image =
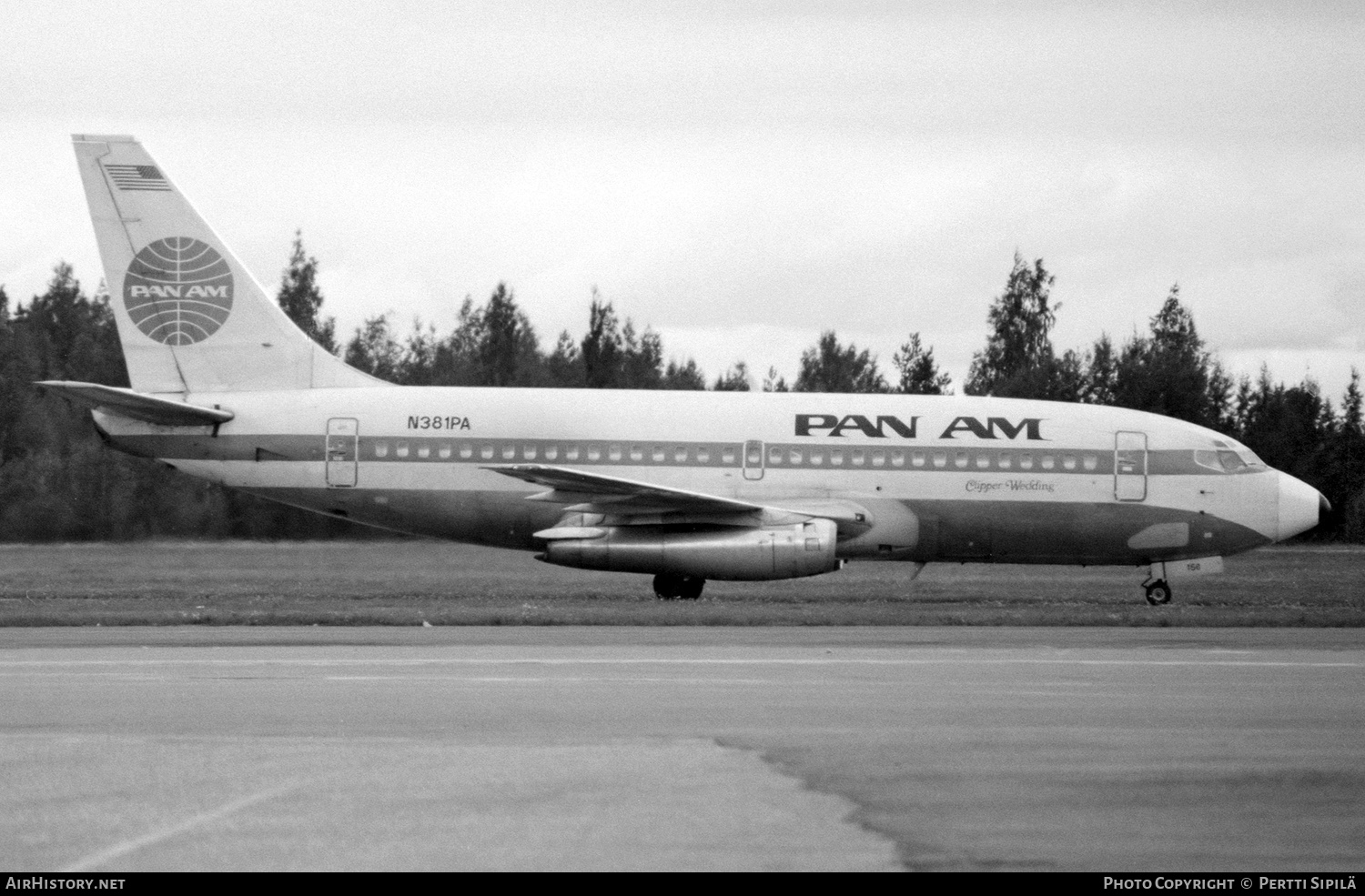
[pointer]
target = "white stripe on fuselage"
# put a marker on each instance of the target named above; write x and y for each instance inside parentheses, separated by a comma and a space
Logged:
○ ○ ○ ○
• [What the task requires]
Keep the pictures out and transcribe the entries exactly.

• [Task response]
image =
[pointer]
target = "white stripe on fuselage"
# put a marker on each instance of the target named above; write x and y for each instance inside parentheses, separated by a comma and a space
Logged:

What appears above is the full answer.